→ **WHAT TO PRODUCE**: Echo the lines below, unchanged, from the one containing "Guideline: for each instance of the tree, the" through the one containing "column 185, row 105". Output only that stretch.

##### DATA SECTION

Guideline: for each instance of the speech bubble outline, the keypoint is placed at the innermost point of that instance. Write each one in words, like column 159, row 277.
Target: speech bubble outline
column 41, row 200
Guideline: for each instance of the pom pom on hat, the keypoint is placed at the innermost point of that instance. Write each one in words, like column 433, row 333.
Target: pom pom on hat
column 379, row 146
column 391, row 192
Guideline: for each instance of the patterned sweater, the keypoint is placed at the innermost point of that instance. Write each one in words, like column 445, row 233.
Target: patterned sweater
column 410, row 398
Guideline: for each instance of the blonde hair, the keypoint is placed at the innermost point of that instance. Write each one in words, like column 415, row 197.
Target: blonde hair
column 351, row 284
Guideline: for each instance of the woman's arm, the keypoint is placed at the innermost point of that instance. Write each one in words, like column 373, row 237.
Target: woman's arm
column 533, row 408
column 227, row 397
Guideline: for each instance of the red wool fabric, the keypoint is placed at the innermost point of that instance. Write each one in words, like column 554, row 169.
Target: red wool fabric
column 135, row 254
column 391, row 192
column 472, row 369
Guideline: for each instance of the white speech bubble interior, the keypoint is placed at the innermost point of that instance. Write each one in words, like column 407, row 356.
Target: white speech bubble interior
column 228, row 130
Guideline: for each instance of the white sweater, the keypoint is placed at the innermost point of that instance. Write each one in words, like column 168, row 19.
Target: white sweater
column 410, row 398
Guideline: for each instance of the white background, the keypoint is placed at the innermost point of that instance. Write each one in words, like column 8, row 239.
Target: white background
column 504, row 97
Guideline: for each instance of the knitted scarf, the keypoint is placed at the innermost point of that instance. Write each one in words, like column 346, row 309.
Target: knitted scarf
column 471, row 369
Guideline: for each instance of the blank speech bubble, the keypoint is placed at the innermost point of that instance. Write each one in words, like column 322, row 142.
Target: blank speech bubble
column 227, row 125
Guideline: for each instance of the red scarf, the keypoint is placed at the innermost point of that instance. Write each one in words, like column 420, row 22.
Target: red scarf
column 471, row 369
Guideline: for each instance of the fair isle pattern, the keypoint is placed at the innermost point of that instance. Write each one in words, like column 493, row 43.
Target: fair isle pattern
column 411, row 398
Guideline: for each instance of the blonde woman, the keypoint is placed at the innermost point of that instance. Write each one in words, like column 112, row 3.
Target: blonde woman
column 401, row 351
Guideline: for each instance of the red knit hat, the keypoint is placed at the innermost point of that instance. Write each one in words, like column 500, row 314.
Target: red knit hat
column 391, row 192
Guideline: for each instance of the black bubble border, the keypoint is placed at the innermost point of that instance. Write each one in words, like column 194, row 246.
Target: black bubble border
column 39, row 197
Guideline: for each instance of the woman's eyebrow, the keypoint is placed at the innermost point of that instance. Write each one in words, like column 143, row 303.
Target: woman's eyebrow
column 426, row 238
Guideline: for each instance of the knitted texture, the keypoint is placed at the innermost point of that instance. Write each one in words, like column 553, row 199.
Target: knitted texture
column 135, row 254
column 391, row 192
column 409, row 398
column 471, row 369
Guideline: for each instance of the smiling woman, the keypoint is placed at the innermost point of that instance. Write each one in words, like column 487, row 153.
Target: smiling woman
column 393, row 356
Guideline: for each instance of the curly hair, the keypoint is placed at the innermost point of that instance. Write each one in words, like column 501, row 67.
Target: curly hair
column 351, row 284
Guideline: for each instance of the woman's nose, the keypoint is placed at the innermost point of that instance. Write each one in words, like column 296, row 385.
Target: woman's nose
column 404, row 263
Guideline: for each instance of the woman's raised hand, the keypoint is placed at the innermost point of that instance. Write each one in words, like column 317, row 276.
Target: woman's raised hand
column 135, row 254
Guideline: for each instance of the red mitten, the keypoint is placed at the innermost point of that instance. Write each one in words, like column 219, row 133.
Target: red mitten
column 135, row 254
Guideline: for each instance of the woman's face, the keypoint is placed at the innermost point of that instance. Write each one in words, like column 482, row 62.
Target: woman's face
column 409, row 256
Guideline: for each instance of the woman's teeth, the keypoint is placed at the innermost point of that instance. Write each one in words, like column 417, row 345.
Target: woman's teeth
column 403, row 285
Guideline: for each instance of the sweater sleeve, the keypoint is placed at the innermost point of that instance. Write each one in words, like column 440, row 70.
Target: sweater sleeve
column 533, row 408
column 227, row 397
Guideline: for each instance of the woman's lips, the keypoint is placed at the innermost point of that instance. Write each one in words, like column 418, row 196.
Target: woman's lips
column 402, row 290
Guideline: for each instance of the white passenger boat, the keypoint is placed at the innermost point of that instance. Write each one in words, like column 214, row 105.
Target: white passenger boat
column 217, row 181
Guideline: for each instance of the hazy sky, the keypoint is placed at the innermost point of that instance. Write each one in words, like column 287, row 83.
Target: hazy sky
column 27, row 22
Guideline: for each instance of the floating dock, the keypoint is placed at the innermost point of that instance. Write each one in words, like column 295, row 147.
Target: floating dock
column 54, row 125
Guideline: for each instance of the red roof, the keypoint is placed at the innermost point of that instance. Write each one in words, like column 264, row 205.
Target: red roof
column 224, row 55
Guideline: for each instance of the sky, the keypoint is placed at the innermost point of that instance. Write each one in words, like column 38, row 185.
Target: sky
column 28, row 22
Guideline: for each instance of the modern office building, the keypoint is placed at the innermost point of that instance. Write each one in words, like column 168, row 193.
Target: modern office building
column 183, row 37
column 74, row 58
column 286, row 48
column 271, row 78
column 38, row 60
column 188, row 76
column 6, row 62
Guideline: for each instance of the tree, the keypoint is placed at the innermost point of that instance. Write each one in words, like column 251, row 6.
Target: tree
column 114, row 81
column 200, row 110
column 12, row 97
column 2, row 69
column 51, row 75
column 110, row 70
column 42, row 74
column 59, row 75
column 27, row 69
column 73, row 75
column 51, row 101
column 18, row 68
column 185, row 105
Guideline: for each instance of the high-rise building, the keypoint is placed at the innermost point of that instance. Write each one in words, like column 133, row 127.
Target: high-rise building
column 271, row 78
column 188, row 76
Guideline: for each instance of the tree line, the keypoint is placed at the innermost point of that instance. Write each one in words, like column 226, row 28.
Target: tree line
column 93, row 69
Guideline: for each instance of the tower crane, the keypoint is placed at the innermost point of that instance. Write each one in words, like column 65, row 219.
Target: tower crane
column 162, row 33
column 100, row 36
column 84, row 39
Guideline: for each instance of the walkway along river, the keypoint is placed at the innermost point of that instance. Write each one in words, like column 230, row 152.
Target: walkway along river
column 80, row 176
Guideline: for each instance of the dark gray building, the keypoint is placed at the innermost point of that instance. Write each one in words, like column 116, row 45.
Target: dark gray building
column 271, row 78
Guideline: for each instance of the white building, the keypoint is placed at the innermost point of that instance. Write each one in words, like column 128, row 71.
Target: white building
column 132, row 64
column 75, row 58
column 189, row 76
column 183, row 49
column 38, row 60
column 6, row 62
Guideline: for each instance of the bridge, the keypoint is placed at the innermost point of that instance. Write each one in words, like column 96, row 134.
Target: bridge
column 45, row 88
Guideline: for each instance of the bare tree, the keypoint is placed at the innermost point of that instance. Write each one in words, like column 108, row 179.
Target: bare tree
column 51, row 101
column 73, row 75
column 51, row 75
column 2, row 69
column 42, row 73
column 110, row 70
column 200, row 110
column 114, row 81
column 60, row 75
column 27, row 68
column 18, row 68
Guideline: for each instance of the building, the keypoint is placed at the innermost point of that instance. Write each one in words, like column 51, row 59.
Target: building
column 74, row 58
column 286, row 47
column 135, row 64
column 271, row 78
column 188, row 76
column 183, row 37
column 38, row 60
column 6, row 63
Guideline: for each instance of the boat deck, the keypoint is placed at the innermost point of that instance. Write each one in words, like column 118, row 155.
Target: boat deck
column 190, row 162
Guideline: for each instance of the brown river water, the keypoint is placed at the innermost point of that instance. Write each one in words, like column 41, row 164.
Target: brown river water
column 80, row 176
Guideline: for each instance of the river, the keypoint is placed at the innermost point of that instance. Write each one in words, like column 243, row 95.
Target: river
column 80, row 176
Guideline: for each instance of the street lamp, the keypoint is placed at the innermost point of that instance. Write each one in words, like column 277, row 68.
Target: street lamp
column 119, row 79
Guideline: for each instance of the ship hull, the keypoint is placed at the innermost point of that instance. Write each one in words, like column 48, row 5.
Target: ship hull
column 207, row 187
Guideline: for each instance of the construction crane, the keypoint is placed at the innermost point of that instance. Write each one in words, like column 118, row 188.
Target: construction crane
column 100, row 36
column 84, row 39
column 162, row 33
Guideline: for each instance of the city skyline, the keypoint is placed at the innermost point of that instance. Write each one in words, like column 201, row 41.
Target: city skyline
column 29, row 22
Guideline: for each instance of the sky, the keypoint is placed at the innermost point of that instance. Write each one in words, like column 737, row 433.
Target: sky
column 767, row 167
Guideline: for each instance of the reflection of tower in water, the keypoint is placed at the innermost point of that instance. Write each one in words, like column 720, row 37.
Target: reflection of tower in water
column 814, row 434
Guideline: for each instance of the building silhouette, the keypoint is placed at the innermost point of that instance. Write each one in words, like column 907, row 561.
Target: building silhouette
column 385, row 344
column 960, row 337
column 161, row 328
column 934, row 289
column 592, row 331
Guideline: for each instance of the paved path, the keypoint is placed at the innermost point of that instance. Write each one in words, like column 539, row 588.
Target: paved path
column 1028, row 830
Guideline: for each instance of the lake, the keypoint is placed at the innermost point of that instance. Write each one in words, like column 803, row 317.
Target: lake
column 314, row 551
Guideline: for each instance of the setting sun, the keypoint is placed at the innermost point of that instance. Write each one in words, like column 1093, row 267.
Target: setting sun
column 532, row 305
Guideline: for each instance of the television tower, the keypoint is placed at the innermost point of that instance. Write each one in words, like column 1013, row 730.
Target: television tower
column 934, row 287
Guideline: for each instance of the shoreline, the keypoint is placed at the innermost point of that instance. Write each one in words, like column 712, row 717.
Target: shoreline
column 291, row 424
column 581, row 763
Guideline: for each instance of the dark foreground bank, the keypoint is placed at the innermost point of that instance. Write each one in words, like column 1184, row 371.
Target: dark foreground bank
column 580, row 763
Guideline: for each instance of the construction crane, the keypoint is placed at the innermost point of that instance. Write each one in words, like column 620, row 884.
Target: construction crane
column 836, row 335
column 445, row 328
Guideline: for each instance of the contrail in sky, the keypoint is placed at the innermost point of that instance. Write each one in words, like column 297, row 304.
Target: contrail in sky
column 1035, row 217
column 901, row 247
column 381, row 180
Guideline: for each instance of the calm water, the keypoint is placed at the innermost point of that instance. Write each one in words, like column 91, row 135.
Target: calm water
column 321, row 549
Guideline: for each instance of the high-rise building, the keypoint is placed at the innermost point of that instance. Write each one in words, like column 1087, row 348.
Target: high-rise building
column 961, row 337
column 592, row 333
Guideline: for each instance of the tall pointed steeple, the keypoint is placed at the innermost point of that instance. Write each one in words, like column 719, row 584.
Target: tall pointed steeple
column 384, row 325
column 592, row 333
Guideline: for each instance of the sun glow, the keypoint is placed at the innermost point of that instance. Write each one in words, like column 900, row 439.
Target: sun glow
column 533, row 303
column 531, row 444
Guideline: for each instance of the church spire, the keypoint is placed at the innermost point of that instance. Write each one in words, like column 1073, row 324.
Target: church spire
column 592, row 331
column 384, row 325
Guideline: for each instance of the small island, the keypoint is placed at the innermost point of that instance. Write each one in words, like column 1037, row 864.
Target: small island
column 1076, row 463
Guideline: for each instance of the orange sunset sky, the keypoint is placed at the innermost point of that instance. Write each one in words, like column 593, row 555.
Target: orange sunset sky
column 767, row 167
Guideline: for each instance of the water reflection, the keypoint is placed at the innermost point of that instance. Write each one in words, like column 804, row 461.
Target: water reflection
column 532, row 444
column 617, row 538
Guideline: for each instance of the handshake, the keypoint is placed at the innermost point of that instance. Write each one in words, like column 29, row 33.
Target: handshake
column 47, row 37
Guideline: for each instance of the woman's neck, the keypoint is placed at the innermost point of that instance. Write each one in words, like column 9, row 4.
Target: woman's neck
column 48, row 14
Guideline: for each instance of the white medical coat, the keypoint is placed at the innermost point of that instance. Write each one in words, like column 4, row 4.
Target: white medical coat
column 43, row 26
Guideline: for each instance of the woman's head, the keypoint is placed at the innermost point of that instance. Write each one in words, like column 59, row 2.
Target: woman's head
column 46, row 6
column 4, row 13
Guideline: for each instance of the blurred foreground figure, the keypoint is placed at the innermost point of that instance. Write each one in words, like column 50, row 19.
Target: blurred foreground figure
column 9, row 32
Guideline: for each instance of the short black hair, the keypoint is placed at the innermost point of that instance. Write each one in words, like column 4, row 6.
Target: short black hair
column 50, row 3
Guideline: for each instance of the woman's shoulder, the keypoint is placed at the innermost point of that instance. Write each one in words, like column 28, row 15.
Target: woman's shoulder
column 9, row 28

##########

→ **ANSWER FOR THE TASK**:
Guideline: for each instance of the tree, the keypoint is placed at the innermost point of that instance. Write each one in words, like column 251, row 6.
Target: tree
column 114, row 81
column 200, row 110
column 12, row 97
column 2, row 69
column 51, row 75
column 110, row 70
column 42, row 74
column 59, row 75
column 27, row 69
column 73, row 75
column 51, row 101
column 18, row 68
column 185, row 105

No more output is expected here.